— Start of TASK INPUTS —
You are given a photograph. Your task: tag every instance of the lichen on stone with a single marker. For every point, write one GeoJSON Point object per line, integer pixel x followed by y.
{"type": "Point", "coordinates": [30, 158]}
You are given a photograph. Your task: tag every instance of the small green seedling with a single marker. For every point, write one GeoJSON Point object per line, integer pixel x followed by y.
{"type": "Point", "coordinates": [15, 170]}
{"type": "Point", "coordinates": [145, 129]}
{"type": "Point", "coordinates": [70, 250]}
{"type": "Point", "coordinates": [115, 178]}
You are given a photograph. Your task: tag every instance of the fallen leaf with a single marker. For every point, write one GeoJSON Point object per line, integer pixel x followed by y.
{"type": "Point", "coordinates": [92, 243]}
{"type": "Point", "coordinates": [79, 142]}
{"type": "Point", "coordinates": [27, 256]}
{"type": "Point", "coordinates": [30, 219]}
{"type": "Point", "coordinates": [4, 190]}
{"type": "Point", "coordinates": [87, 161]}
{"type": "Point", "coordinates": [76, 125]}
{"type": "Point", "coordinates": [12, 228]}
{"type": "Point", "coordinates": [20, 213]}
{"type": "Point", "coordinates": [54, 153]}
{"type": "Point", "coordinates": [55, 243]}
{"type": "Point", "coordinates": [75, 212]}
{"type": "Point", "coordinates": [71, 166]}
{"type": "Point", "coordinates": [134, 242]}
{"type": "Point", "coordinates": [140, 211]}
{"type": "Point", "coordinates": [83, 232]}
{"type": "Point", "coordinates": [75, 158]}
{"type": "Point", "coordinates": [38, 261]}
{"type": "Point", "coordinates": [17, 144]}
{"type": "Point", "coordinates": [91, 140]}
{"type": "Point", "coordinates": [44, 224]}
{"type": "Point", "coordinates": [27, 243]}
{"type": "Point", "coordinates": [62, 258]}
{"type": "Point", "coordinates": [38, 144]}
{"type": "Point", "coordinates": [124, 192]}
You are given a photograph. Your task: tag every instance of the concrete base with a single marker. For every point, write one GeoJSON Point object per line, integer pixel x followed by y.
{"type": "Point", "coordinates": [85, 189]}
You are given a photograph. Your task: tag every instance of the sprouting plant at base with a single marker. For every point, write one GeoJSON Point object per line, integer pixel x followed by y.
— End of TASK INPUTS —
§ GIVEN REQUEST
Your task is to quote the listing above word for word.

§ ANSWER TO THE PROBLEM
You are given a photograph. Your task: tag every instance of the lichen on stone with a single marker. For every point, write one GeoJSON Point object per line, integer pixel x followed by y.
{"type": "Point", "coordinates": [30, 158]}
You are given a photograph. Your task: tag every instance of the small green seedling with a single marker. For every point, write one GeoJSON Point object per line, integer pixel x followed by y.
{"type": "Point", "coordinates": [15, 170]}
{"type": "Point", "coordinates": [145, 129]}
{"type": "Point", "coordinates": [70, 250]}
{"type": "Point", "coordinates": [115, 178]}
You are given a photograph. Your task: tag every instance of the fallen leaf with a single marker. For every point, write one GeoJSON Point object per line, integer pixel x followed by y.
{"type": "Point", "coordinates": [92, 243]}
{"type": "Point", "coordinates": [79, 142]}
{"type": "Point", "coordinates": [27, 256]}
{"type": "Point", "coordinates": [30, 219]}
{"type": "Point", "coordinates": [4, 190]}
{"type": "Point", "coordinates": [87, 161]}
{"type": "Point", "coordinates": [76, 125]}
{"type": "Point", "coordinates": [12, 228]}
{"type": "Point", "coordinates": [20, 213]}
{"type": "Point", "coordinates": [54, 153]}
{"type": "Point", "coordinates": [55, 243]}
{"type": "Point", "coordinates": [75, 212]}
{"type": "Point", "coordinates": [71, 166]}
{"type": "Point", "coordinates": [134, 242]}
{"type": "Point", "coordinates": [140, 211]}
{"type": "Point", "coordinates": [83, 232]}
{"type": "Point", "coordinates": [75, 158]}
{"type": "Point", "coordinates": [38, 261]}
{"type": "Point", "coordinates": [17, 144]}
{"type": "Point", "coordinates": [91, 140]}
{"type": "Point", "coordinates": [44, 224]}
{"type": "Point", "coordinates": [27, 243]}
{"type": "Point", "coordinates": [62, 258]}
{"type": "Point", "coordinates": [38, 144]}
{"type": "Point", "coordinates": [124, 192]}
You are given a photograph. Your task: tag every instance of the concrete base with a single marker. For every point, write one GeoJSON Point object per line, integer pixel x followed by y.
{"type": "Point", "coordinates": [85, 189]}
You are given a photograph. Your task: tag every instance of the sprouting plant at base with a single marker. For every point, write one GeoJSON Point object per line, integer pixel x followed by y.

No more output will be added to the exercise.